### INSTRUCTIONS FOR THE TASK:
Gather every line of the records below that contains the word "window" and copy each one in full.

### TASK DATA:
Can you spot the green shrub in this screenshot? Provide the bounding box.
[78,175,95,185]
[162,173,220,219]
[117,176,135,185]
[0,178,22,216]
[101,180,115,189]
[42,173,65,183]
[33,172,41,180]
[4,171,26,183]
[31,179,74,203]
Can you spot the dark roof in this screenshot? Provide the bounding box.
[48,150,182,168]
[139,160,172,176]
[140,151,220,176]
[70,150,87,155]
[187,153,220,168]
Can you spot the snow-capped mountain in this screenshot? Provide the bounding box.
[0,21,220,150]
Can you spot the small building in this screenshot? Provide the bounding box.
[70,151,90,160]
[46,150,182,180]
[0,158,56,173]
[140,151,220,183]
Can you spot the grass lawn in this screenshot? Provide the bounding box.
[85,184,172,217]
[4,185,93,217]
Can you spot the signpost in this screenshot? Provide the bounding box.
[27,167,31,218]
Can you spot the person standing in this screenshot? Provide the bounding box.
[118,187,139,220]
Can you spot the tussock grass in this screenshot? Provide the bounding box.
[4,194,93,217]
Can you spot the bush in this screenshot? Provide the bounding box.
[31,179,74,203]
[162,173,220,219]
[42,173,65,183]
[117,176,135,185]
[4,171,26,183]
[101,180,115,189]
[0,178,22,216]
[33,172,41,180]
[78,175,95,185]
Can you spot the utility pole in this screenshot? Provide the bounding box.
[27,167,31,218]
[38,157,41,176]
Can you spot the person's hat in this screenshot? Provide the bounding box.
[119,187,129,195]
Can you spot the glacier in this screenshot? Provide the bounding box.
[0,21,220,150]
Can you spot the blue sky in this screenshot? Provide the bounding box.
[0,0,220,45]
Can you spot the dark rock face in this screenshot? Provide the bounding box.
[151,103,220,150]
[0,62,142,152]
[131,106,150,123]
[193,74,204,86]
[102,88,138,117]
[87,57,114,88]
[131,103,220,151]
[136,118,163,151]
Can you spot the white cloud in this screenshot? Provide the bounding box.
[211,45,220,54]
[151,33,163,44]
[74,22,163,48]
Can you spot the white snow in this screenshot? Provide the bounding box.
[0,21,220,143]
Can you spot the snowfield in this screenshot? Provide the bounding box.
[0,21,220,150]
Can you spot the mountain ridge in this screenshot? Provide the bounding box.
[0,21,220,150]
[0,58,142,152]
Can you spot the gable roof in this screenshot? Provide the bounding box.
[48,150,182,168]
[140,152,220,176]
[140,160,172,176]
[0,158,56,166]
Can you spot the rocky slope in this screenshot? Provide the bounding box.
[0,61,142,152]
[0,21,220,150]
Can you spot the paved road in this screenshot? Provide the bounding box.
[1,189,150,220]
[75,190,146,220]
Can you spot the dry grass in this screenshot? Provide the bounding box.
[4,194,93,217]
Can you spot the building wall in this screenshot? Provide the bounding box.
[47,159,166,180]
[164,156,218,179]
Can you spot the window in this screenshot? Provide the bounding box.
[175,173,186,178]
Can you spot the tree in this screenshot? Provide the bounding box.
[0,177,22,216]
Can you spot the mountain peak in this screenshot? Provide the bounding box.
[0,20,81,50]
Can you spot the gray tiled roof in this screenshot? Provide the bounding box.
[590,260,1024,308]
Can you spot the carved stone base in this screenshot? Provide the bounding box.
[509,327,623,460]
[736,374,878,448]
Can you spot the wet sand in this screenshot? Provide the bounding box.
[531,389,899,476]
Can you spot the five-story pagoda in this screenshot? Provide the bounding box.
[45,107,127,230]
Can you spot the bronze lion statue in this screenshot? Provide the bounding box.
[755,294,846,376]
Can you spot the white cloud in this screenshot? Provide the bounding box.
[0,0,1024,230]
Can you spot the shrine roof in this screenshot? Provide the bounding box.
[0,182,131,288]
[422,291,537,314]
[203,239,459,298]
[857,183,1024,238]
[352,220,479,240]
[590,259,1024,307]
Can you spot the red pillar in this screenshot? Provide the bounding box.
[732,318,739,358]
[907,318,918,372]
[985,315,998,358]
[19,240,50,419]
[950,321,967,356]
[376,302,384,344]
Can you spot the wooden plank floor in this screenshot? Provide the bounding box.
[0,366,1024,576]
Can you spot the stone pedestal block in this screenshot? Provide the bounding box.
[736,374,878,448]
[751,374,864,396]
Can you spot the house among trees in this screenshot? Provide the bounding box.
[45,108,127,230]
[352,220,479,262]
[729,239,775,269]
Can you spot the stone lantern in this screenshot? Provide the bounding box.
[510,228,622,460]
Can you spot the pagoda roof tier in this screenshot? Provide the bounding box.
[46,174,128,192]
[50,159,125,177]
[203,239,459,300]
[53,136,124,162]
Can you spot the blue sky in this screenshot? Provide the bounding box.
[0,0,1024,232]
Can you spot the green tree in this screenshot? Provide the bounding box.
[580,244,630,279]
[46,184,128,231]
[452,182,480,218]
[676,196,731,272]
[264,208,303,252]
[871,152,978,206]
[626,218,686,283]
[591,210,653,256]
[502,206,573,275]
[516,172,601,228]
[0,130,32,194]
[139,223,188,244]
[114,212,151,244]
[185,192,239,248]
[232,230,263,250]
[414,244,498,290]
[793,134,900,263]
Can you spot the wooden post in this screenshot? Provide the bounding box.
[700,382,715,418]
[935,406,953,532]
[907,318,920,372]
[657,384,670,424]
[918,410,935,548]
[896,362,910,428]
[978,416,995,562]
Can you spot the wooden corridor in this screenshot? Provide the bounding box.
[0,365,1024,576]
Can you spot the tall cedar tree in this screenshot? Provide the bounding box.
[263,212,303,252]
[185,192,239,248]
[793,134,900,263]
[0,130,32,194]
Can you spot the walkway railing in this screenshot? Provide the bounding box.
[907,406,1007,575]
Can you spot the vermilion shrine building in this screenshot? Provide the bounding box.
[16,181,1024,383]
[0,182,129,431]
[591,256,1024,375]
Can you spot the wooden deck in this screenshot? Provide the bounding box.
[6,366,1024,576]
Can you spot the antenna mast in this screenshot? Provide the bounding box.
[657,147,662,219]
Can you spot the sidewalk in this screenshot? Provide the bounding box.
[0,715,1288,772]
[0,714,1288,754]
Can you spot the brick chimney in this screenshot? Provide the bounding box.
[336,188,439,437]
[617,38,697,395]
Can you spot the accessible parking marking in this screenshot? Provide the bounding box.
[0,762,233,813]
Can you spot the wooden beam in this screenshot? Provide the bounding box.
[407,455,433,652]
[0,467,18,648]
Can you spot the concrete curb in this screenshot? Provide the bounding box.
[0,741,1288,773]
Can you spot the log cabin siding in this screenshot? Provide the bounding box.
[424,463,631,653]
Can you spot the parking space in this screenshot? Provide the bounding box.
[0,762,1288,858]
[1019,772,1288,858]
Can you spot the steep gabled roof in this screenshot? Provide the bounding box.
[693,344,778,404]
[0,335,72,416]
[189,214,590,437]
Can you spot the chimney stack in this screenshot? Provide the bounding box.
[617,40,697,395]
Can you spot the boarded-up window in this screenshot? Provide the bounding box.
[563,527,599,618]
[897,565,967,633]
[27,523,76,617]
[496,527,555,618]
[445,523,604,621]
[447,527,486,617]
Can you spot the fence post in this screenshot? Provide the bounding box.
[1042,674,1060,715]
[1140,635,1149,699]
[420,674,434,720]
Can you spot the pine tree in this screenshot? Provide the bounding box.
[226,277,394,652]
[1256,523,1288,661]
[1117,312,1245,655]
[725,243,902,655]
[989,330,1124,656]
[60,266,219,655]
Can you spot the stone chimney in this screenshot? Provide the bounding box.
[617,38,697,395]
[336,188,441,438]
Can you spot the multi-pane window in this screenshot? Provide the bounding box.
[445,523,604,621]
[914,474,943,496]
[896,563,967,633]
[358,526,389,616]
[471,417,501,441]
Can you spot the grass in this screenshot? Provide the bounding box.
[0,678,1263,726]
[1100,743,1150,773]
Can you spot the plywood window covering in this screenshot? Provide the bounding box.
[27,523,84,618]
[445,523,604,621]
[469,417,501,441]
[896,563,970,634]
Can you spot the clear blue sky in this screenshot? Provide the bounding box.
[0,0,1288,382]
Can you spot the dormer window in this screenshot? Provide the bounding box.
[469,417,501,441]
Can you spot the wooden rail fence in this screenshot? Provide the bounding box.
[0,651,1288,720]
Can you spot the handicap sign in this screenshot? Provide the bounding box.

### FINISHED ANSWER:
Can you spot the window in this screenshot? Provide the bounding box.
Can you spot the boarded-up window in this screenshot? Provide the bounding box.
Can you spot the multi-pane window in this screenshot? Provide the bounding box.
Can you spot the plywood window covering in this screenshot? Provide the bounding box.
Can you spot the dormer window in this screenshot? Provide the bounding box.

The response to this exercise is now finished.